> _Exercise directions_
Reproduce all the lines exactly as they stand, apart from the pictures.

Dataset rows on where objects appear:
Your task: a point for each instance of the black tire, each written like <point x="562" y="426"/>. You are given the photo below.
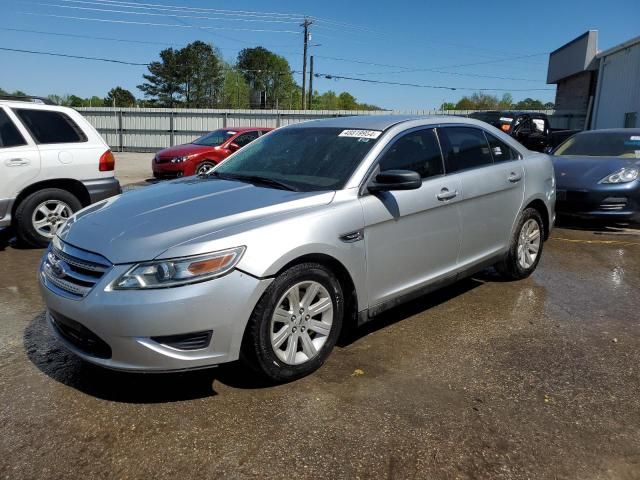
<point x="24" y="226"/>
<point x="510" y="268"/>
<point x="257" y="350"/>
<point x="206" y="163"/>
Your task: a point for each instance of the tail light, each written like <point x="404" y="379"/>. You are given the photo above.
<point x="107" y="162"/>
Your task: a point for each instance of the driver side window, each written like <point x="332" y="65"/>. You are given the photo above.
<point x="417" y="151"/>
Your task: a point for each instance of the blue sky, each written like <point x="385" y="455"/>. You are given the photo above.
<point x="413" y="35"/>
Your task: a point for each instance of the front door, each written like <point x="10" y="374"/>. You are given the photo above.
<point x="492" y="181"/>
<point x="412" y="237"/>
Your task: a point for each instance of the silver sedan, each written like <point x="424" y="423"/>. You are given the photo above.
<point x="310" y="228"/>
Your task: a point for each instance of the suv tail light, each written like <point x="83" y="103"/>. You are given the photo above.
<point x="107" y="162"/>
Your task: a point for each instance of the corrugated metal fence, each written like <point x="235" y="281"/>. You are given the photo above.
<point x="151" y="129"/>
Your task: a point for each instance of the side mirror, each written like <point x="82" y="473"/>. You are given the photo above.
<point x="395" y="180"/>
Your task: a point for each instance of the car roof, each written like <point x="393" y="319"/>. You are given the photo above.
<point x="380" y="122"/>
<point x="245" y="129"/>
<point x="630" y="131"/>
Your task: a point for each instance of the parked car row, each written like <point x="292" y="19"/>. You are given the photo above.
<point x="531" y="129"/>
<point x="294" y="236"/>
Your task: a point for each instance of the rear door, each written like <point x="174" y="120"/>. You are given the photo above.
<point x="492" y="189"/>
<point x="19" y="158"/>
<point x="412" y="236"/>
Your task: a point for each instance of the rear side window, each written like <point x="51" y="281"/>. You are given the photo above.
<point x="464" y="148"/>
<point x="50" y="127"/>
<point x="501" y="151"/>
<point x="9" y="134"/>
<point x="246" y="138"/>
<point x="416" y="151"/>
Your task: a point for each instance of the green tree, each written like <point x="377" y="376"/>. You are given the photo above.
<point x="529" y="104"/>
<point x="191" y="76"/>
<point x="465" y="103"/>
<point x="120" y="97"/>
<point x="506" y="101"/>
<point x="346" y="101"/>
<point x="75" y="101"/>
<point x="267" y="72"/>
<point x="163" y="83"/>
<point x="235" y="89"/>
<point x="201" y="74"/>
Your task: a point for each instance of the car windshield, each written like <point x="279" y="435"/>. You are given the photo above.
<point x="215" y="138"/>
<point x="601" y="144"/>
<point x="307" y="159"/>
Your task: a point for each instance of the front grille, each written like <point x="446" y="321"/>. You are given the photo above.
<point x="71" y="271"/>
<point x="80" y="336"/>
<point x="186" y="341"/>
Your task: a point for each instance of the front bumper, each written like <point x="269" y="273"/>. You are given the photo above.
<point x="122" y="323"/>
<point x="607" y="203"/>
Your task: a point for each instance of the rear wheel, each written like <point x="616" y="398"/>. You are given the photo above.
<point x="40" y="215"/>
<point x="525" y="248"/>
<point x="204" y="167"/>
<point x="296" y="323"/>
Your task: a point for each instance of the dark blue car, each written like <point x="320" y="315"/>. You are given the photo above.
<point x="598" y="176"/>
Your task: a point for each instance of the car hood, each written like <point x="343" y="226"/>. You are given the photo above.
<point x="142" y="224"/>
<point x="585" y="172"/>
<point x="183" y="150"/>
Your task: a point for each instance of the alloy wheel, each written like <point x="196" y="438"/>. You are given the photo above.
<point x="49" y="216"/>
<point x="301" y="322"/>
<point x="528" y="243"/>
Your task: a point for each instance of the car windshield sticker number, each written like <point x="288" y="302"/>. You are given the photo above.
<point x="360" y="133"/>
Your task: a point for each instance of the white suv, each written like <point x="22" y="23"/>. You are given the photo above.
<point x="52" y="163"/>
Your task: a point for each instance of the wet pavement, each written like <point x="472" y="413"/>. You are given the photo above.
<point x="485" y="379"/>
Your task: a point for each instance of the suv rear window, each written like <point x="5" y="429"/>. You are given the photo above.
<point x="50" y="127"/>
<point x="9" y="134"/>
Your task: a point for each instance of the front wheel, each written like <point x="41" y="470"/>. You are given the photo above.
<point x="296" y="323"/>
<point x="525" y="248"/>
<point x="204" y="167"/>
<point x="41" y="214"/>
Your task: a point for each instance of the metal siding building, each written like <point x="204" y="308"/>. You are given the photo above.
<point x="603" y="85"/>
<point x="617" y="102"/>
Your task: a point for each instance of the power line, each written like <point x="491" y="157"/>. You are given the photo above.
<point x="122" y="40"/>
<point x="55" y="54"/>
<point x="128" y="22"/>
<point x="417" y="85"/>
<point x="155" y="6"/>
<point x="129" y="12"/>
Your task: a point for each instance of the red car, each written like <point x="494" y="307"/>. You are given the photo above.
<point x="203" y="153"/>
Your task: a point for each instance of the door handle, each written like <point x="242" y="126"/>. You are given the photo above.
<point x="445" y="194"/>
<point x="515" y="177"/>
<point x="17" y="162"/>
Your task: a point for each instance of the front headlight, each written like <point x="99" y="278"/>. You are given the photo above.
<point x="179" y="271"/>
<point x="624" y="175"/>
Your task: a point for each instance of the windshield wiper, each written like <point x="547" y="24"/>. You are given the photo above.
<point x="270" y="182"/>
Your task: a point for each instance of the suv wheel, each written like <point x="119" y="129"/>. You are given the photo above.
<point x="41" y="214"/>
<point x="525" y="248"/>
<point x="296" y="323"/>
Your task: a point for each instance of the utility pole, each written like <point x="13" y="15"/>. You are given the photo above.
<point x="310" y="104"/>
<point x="306" y="24"/>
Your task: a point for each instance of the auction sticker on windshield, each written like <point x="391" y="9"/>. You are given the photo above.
<point x="360" y="133"/>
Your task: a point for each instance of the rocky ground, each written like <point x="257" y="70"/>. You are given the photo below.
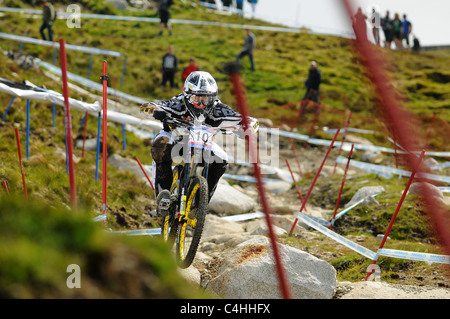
<point x="220" y="238"/>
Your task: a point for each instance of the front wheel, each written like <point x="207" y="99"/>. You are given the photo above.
<point x="169" y="223"/>
<point x="191" y="228"/>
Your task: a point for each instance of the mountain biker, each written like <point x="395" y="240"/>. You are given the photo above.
<point x="198" y="100"/>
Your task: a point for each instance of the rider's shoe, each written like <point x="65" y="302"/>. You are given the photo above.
<point x="163" y="203"/>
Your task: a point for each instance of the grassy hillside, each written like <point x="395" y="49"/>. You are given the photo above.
<point x="282" y="61"/>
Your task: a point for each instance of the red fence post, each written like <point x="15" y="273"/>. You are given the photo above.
<point x="315" y="179"/>
<point x="84" y="133"/>
<point x="295" y="183"/>
<point x="241" y="103"/>
<point x="68" y="123"/>
<point x="342" y="185"/>
<point x="21" y="164"/>
<point x="105" y="129"/>
<point x="296" y="158"/>
<point x="396" y="116"/>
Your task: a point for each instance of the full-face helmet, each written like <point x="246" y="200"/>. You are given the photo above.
<point x="200" y="92"/>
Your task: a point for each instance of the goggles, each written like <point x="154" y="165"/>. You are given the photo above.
<point x="206" y="100"/>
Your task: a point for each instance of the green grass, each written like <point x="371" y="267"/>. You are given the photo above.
<point x="281" y="67"/>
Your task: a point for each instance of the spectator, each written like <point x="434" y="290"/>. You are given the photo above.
<point x="48" y="17"/>
<point x="247" y="49"/>
<point x="360" y="23"/>
<point x="375" y="21"/>
<point x="253" y="3"/>
<point x="406" y="28"/>
<point x="190" y="68"/>
<point x="169" y="67"/>
<point x="386" y="24"/>
<point x="396" y="31"/>
<point x="164" y="15"/>
<point x="313" y="83"/>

> _Answer for the task_
Your task: a point for each instance of the black tire, each written like <point x="562" y="426"/>. You are given the photo below.
<point x="24" y="226"/>
<point x="510" y="268"/>
<point x="257" y="350"/>
<point x="206" y="163"/>
Your task: a point for each instance of the tail light, each written like <point x="404" y="379"/>. You are given the photo above.
<point x="107" y="162"/>
Your task: a point for each instance of the driver side window, each written like <point x="332" y="65"/>. You are given the photo above.
<point x="417" y="151"/>
Your task: a point for each instance of the blue sky, each written like <point x="385" y="455"/>. You are given the photo above.
<point x="413" y="35"/>
Your task: a point for each instance of the front door, each written like <point x="10" y="374"/>. You are given the photo above.
<point x="492" y="181"/>
<point x="412" y="237"/>
Your task: a point for each instance of the silver sedan, each written like <point x="424" y="423"/>. You are given the photo above.
<point x="310" y="228"/>
Your task: a point for each instance of the suv tail light, each written like <point x="83" y="103"/>. You are given the photo above.
<point x="107" y="162"/>
Your task: a point for each instance of the corrugated metal fence, each written like <point x="235" y="281"/>. You are given the photo above.
<point x="151" y="129"/>
Your task: a point for each instance of the side mirror, each written like <point x="82" y="473"/>. You are given the photo above.
<point x="395" y="180"/>
Your task: a point for each instance of the car roof, each written like <point x="393" y="319"/>. You are given the photo above.
<point x="380" y="122"/>
<point x="245" y="129"/>
<point x="630" y="131"/>
Your task: a point for each instance of the parked car row, each written like <point x="292" y="19"/>. You are given the photo above.
<point x="531" y="129"/>
<point x="294" y="236"/>
Your task: a point for each instance of the rear door, each written like <point x="174" y="120"/>. You are given the photo above.
<point x="492" y="189"/>
<point x="19" y="158"/>
<point x="412" y="236"/>
Your task: a point for each instance of the rear side window, each written like <point x="51" y="281"/>. You are given the photo above.
<point x="464" y="148"/>
<point x="50" y="127"/>
<point x="501" y="151"/>
<point x="9" y="134"/>
<point x="246" y="138"/>
<point x="416" y="151"/>
Your task: a point for each instance of the green tree, each written like <point x="377" y="376"/>. You are given the photo above.
<point x="529" y="104"/>
<point x="191" y="76"/>
<point x="465" y="103"/>
<point x="120" y="97"/>
<point x="506" y="101"/>
<point x="346" y="101"/>
<point x="75" y="101"/>
<point x="267" y="72"/>
<point x="163" y="83"/>
<point x="235" y="89"/>
<point x="201" y="74"/>
Your task: a point for each instance of the car windshield, each written like <point x="279" y="435"/>. You are given the photo above.
<point x="215" y="138"/>
<point x="601" y="144"/>
<point x="307" y="159"/>
Your task: a point for each instance of the front grille, each written like <point x="446" y="321"/>. You are given the photo above.
<point x="71" y="271"/>
<point x="80" y="336"/>
<point x="186" y="341"/>
Your task: a point for each instance of the front bumper, each written like <point x="269" y="273"/>. You are given the photo above.
<point x="122" y="323"/>
<point x="607" y="203"/>
Your task: a point for each instance of the rear wheel, each written like <point x="616" y="398"/>. You are given the photo above.
<point x="40" y="215"/>
<point x="525" y="248"/>
<point x="204" y="167"/>
<point x="296" y="323"/>
Your task: a point for each instance of the dark blue car, each written like <point x="320" y="315"/>. You are given the photo above.
<point x="598" y="176"/>
Your task: a point for each instance of the car hood, each written like <point x="343" y="226"/>. You are given the photo above.
<point x="142" y="224"/>
<point x="585" y="172"/>
<point x="183" y="150"/>
Your task: a point for each instance of the alloy wheel, each written like <point x="196" y="438"/>. You are given the photo above.
<point x="49" y="216"/>
<point x="301" y="322"/>
<point x="528" y="243"/>
Your task: a point for each instance of the car windshield sticker number, each written like <point x="288" y="302"/>. You are given the photo above.
<point x="360" y="133"/>
Your task: a point for each instance of the white suv, each written like <point x="22" y="23"/>. You are given the photo above.
<point x="52" y="163"/>
Your task: a point for each instance of the wet pavement, each written like <point x="472" y="413"/>. You are given the photo above.
<point x="485" y="379"/>
Your task: a point for each instance of the suv rear window, each written like <point x="5" y="429"/>. You are given the photo above.
<point x="50" y="127"/>
<point x="9" y="134"/>
Your task: a point for each instance of the front wheel, each written like <point x="41" y="470"/>. You are given the photo above.
<point x="296" y="323"/>
<point x="525" y="248"/>
<point x="204" y="167"/>
<point x="41" y="214"/>
Your task: a point for each instance of the metal siding building, each written like <point x="204" y="308"/>. You are given the photo above.
<point x="603" y="85"/>
<point x="617" y="102"/>
Your task: a point for each instance of the power line, each written like <point x="491" y="157"/>. You are given the photo above.
<point x="122" y="40"/>
<point x="55" y="54"/>
<point x="128" y="22"/>
<point x="417" y="85"/>
<point x="155" y="6"/>
<point x="129" y="12"/>
Your task: a point for each instance of the red car, each written like <point x="494" y="307"/>. You are given the photo above.
<point x="203" y="153"/>
Your task: a point for each instance of the door handle, each written like <point x="242" y="126"/>. You are given the photo above.
<point x="445" y="194"/>
<point x="515" y="177"/>
<point x="17" y="162"/>
Your task: a point for each instance of the front headlight, each written like <point x="99" y="278"/>. You are given the photo above.
<point x="179" y="271"/>
<point x="624" y="175"/>
Your task: a point for each instance of the windshield wiper, each written like <point x="547" y="24"/>. You are given the photo above.
<point x="270" y="182"/>
Your task: a point for each instance of the suv wheel, each written like <point x="119" y="129"/>. You are given the photo above.
<point x="41" y="214"/>
<point x="525" y="248"/>
<point x="296" y="323"/>
Your task: a point for each instance of the utility pole, each written like <point x="13" y="15"/>. You are given the photo above.
<point x="310" y="104"/>
<point x="306" y="24"/>
Your task: a point for each instance of the auction sticker on windshield, each written like <point x="391" y="9"/>. You are given the photo above.
<point x="360" y="133"/>
Your task: a point for each instance of the rocky ground, each written like <point x="257" y="70"/>. You are given the photo below.
<point x="220" y="238"/>
Your task: a point for each instance of the front wheel, each written like <point x="207" y="99"/>. You are given the photo above.
<point x="169" y="223"/>
<point x="191" y="228"/>
Your task: a point for each instance of the mountain biker, each written like <point x="395" y="240"/>. You are given the photo above.
<point x="198" y="100"/>
Your task: a point for each instance of the rider's shoe, each written like <point x="65" y="302"/>. You are given the photo above.
<point x="163" y="203"/>
Your task: a point for each instance of the grassy hillside, each written like <point x="395" y="49"/>. You are given the photo above.
<point x="282" y="61"/>
Your task: a point for each instance of the red fence post, each written like <point x="15" y="273"/>. You are given the photo above.
<point x="315" y="179"/>
<point x="84" y="133"/>
<point x="295" y="183"/>
<point x="241" y="103"/>
<point x="68" y="123"/>
<point x="342" y="185"/>
<point x="21" y="164"/>
<point x="105" y="129"/>
<point x="296" y="158"/>
<point x="396" y="116"/>
Your task: a point for each instance of the full-face helmet, each written like <point x="246" y="200"/>. You are given the photo above.
<point x="200" y="92"/>
Your task: a point for each instance of the goggles, each written like <point x="154" y="165"/>. You are given the photo above.
<point x="206" y="100"/>
Your task: a point for each instance of the green grass, each written like <point x="371" y="267"/>. You are given the photo above.
<point x="281" y="67"/>
Your task: a point for each instance of the spectator, each written like <point x="434" y="290"/>. You are given the photo above.
<point x="48" y="17"/>
<point x="247" y="49"/>
<point x="360" y="23"/>
<point x="375" y="21"/>
<point x="253" y="3"/>
<point x="406" y="28"/>
<point x="190" y="68"/>
<point x="169" y="67"/>
<point x="386" y="24"/>
<point x="396" y="31"/>
<point x="164" y="15"/>
<point x="313" y="83"/>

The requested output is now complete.